▸ WHAT NEEDS TO BE DONE
Reproduce word for word everything in the defamation judgment below from "NOAH ALEX MUKANGANYAMA" down to "refuses, neglects or fails to pay.".
=== SUPPLIED PASSAGE ===
NOAH ALEX MUKANGANYAMA
C M E D (PRIVATE) LIMITED
HIGH COURT OF ZIMBABWE
HARARE, 7 & 8 June 2007 and 20 August 2008
A Muchadehama,for the plaintiff
C Muringi,for the defendants
GOWORA J: On 21 April 2006 the plaintiff issued summons out of this claim for payment to him for damages in the sum of $10 billion. The claim as framed in the summons and declaration is in the following terms:
- payment of ten billion dollars owed by the defendants to the plaintiff being defamation damages suffered by the plaintiff as a result of a defamatory letter published by the defendants of and concerning the plaintiff in or about August 2004. The amount is due and payable but despite demand the defendant refuses, neglects or fails to pay.
- payment of the sum of ten billion dollars being damages for injuria as a result of the letter written to Plaintiff by the defendants in or about August 2004. The amount is due and payable but despite demand, the defendant refuses neglects or fails to pay.
- Interest on the amount from 18 August 2004, being the date of publication to the date of payment.
In his declaration the plaintiff averred that on 18 August 2004, the first defendant, who is the Managing Director for the second defendant had written a letter to the plaintiff. The plaintiff alleged that the letter had stated that the plaintiff had failed the vetting process, had failed to disclose that he had been fired by one of his former employers, which non-disclosure had reflected badly on the plaintiff’s integrity and was also prejudicial to the interests of the second defendant as it had employed the plaintiff when he was unsuitable for the position. The plaintiff averred in the declaration that the article was defamatory of him in several respects. In the alternative the plaintiff averred that he had been degraded and humiliated by the letter. He averred further that he had suffered damages in the sum of ten billion dollars.
In their plea, the defendants admit that the first defendant wrote the letter complained about. They deny that the letter was widely distributed within C.M.E.D with the intention of defaming the plaintiff. They further deny that the words complained were ‘made’ wrongfully or with intention to injure the plaintiff’s reputation. They aver that the statements were true and were made by the first defendant as Acting Managing Director in a letter written to terminate plaintiff’s contract with the second defendant and that as a result the first defendant had an obligation to furnish the plaintiff with reasons for the termination. The defendants further averred that the publication was made to the plaintiff only and was done in the interest of the company. It is denied that the letter humiliated and degraded the plaintiff.
It is necessary at the outset to set out the background to this dispute as well as the areas that are common cause. The plaintiff was interviewed by the board of the second defendant for the post of Human Resources Executive, which had been widely advertised in the media. The plaintiff was interviewed on the basis of a referral from an employment agency with which he had registered. After the interview the plaintiff was offered the post, the letter of appointment being penned by the first defendant. His employment was to be with effect from 1 December 2003, or such other time as he would have served his notice period with his then employer. The plaintiff due to his commitments at the time only commenced employment sometime in February 2004. Certain differences then emerged between the parties which culminated in the plaintiff being released from his contract of employment.
The matter was referred to trial on the following issues:
- Whether or not the letter authored by the first defendant to the plaintiff on 18 August 2004 was defamatory of the plaintiff.
=== SUPPLIED RECORDS ===
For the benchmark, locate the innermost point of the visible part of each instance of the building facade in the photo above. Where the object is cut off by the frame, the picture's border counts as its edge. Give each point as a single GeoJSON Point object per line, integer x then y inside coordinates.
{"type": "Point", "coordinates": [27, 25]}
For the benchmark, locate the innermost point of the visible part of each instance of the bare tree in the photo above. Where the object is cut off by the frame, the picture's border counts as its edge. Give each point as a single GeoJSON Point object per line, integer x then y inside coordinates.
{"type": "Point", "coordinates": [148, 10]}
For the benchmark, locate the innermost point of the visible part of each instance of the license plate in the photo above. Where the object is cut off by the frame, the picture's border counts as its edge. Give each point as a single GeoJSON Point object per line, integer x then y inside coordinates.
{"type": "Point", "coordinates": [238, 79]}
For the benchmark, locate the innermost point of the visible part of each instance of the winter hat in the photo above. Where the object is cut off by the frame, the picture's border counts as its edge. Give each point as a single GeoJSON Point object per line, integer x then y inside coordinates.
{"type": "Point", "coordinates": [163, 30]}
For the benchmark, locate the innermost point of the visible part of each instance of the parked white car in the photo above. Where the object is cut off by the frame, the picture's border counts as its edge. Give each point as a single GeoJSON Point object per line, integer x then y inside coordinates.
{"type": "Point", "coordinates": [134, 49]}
===
▸ SOLUTION FOR THIS PROBLEM
NOAH ALEX MUKANGANYAMA
C M E D (PRIVATE) LIMITED
HIGH COURT OF ZIMBABWE
HARARE, 7 & 8 June 2007 and 20 August 2008
A Muchadehama,for the plaintiff
C Muringi,for the defendants
GOWORA J: On 21 April 2006 the plaintiff issued summons out of this claim for payment to him for damages in the sum of $10 billion. The claim as framed in the summons and declaration is in the following terms:
- payment of ten billion dollars owed by the defendants to the plaintiff being defamation damages suffered by the plaintiff as a result of a defamatory letter published by the defendants of and concerning the plaintiff in or about August 2004. The amount is due and payable but despite demand the defendant refuses, neglects or fails to pay.